Problem to solve: Every line of the data below should be written out word for word.

# # # # #

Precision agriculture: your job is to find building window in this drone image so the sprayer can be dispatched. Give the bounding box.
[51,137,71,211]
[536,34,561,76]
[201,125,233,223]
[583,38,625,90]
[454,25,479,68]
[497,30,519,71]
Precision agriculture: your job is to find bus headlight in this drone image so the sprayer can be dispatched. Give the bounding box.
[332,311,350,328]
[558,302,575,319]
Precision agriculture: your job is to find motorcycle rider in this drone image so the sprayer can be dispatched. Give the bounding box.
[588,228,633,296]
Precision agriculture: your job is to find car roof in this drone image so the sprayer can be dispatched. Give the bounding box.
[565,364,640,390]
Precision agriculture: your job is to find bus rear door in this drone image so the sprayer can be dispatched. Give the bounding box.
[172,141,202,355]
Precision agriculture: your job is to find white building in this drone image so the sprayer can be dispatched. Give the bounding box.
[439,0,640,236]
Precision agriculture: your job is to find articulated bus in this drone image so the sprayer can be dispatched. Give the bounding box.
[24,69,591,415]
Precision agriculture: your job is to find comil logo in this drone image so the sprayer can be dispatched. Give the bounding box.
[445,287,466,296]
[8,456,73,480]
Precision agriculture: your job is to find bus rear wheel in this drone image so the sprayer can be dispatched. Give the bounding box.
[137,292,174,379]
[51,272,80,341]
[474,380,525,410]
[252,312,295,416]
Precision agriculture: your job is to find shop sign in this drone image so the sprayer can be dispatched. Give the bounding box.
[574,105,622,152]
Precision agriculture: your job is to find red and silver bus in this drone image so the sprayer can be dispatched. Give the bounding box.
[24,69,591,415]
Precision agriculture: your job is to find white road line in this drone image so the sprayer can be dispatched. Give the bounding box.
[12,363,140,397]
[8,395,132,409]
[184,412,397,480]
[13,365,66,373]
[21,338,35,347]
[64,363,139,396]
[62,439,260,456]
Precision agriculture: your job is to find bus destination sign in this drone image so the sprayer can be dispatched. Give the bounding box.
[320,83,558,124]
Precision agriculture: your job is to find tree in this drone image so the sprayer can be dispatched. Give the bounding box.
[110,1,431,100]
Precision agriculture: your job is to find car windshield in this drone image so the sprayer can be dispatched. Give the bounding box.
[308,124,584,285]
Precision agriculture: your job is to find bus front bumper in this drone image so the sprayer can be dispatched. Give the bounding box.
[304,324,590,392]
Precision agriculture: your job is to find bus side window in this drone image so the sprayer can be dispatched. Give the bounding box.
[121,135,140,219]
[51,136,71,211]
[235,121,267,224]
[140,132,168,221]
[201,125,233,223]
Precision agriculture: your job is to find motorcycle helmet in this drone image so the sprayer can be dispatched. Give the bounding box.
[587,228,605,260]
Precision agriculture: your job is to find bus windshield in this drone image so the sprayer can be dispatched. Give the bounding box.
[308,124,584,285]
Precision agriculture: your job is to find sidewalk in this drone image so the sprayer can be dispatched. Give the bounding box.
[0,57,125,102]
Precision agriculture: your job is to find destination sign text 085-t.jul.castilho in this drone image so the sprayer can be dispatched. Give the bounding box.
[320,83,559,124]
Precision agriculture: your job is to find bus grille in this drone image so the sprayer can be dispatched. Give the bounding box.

# # # # #

Response to the task:
Precision agriculture: your job is to find building window in this drone image so the sprayer can be dispatched. Give the bounding box.
[51,137,71,211]
[536,34,561,76]
[201,125,233,223]
[583,38,625,90]
[454,25,479,68]
[497,30,519,71]
Precision agriculture: your job is to find bus headlight in this drone image so the sprayer can be dispatched. Give the bounding box.
[332,311,350,328]
[558,302,575,319]
Precision agriculture: your job is to find motorcycle rider in this drone image so the sprayer can be dispatched. Give the bounding box.
[588,228,633,296]
Precision agriculture: your job is to find car roof in this drone image so the sprayer can be dispatched. Give the bounding box.
[565,364,640,390]
Precision agriculture: your job is to find bus rear door in this drone image so the sprayer can be dispatched. Give the bounding box.
[172,141,202,355]
Precision agriculture: your job is to find white building in this drone image so the sprayer can be dispatched. Give the bounding box.
[439,0,640,236]
Precision agriculture: your job is to find articulated bus in this drone image so the sprayer can be dispatched. Give the bounding box.
[24,69,591,415]
Precision agriculture: your job is to find comil logo in this drone image so the sprayer can be dispatched. Give the bounding box.
[445,287,466,296]
[8,456,73,480]
Precision agriculture: your job is to find bus rear wheel in this drone image so the sprayer can be dispatched. Give the bounding box.
[137,292,174,379]
[51,272,80,341]
[474,380,525,410]
[252,312,295,416]
Precision agriculture: your job is to find shop sign in this drone image so the sprayer can be dispatched. Give the bounding box.
[574,105,622,152]
Precision agriculture: your job is to find red and silver bus in this drone image so the sprayer can be dispatched. Give the bounding box.
[24,69,591,415]
Precision agriculture: your job is to find white road line in this drone image so the sprayer can be dispatched. Give the bounding box.
[12,363,140,397]
[8,395,132,409]
[184,412,397,480]
[13,365,66,373]
[21,338,35,347]
[64,363,139,396]
[62,439,260,456]
Precision agriculture: your job is to find bus destination sign in this drone image so the sprayer can be dispatched. Give the bounding box.
[320,83,558,124]
Precision agriculture: your job is to find tree in this drone image so the sprayer can be dispatched. Give the bounding box.
[110,1,431,100]
Precision agriculture: your job is to find car windshield in this drone image so the sprayer can be dispatched. Give the bounding box.
[308,124,584,285]
Precision agriculture: your job is to find bus front bumper in this drone image so the sprayer can be dispatched. Give the bounding box.
[304,324,590,392]
Precision agriculture: your job is to find bus side window in this drone image so the sprayer can be dispatched. Give the bounding box.
[121,135,140,219]
[51,136,71,211]
[235,121,267,224]
[140,132,168,221]
[201,125,233,223]
Precision agriculture: your job is to find motorcycle helmet in this drone image so the sprayer can be dispatched. Give the bounding box.
[587,228,605,260]
Precision agriculture: your job is to find bus windshield in this drone image so the sprayer can be dispatched. Give the bounding box.
[308,124,584,285]
Precision agriculture: your job is to find sidewalk in this drone image so the sprayer can be dispatched. Give the bounding box.
[0,57,125,102]
Precision agriculture: your job is to find destination sign text 085-t.jul.castilho in this drone image so the sprayer can be dispatched. Give the bounding box.
[320,83,559,124]
Precision agriculture: your job is to find bus grille in this drone image so the sprayer can be dispatched. Give the bounding box.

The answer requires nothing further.